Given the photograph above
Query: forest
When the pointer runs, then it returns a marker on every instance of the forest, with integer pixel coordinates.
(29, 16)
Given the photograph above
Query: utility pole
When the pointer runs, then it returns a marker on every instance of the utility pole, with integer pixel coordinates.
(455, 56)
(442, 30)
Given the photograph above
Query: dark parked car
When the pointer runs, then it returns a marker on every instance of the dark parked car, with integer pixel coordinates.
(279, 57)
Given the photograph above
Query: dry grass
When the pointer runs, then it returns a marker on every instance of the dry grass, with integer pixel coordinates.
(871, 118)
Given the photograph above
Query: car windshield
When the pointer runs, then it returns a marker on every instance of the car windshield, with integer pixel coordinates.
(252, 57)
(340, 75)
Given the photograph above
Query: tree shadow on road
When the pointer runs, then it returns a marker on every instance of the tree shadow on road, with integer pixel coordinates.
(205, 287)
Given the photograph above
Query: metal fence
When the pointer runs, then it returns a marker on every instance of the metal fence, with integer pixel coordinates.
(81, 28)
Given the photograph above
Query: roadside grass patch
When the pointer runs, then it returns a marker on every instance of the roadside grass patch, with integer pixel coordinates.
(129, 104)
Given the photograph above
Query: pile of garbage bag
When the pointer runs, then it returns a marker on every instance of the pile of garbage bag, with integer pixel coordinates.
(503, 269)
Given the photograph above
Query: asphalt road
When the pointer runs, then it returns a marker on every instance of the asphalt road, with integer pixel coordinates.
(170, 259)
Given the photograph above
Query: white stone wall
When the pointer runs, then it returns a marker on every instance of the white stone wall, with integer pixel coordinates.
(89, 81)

□ □ □

Return the entries above exactly as they appear.

■ The reply
Given the photograph above
Query: forest
When the pointer runs, then it returns a marker on every instance of the forest, with integer pixel coordinates.
(29, 16)
Given the photograph above
Query: utility pole
When the pointer runs, then it returns a marker on every instance of the utility pole, with integer pixel coordinates.
(455, 56)
(442, 30)
Given the photograph above
Query: dark parked car
When the pointer runs, then it returns a marker on every instance of the dark parked car, with integer pixel coordinates.
(279, 57)
Given the photograph above
Query: dry grass
When the pointer runs, then it returns a marker on every instance of the dry grass, with integer pixel coordinates.
(871, 118)
Given the photograph above
Query: car windshield
When the pointer runs, then it returns a marker on every instance of the car windshield, with integer pixel coordinates.
(252, 57)
(340, 75)
Given the photograph above
Query: tree shadow on road
When the pointer runs, then it returns a marker on every instance of the tree shadow on road, with integer pixel coordinates.
(205, 287)
Given the photograph above
Query: metal fence
When the pointer runs, then it returns a marker on every instance of the metal fence, with integer pixel coordinates.
(81, 28)
Given the photograph above
Query: roadside grass patch
When the pointer runs, then it returns a marker on every instance of the roadside grass patch, with integer pixel coordinates.
(129, 104)
Given the photograph above
Query: pile of garbage bag
When the pointer runs, then it returns a marker on every instance of the pile of garbage bag, with integer pixel coordinates.
(503, 269)
Given the photograph above
Query: asphalt road
When the pointer runs, then it returns a marker on every instance of the asphalt road, with integer pixel coordinates.
(170, 259)
Given the photograph above
Query: white stone wall
When the pointer runs, then it returns a marker on every instance of the white stone wall, with integer pixel coordinates.
(89, 81)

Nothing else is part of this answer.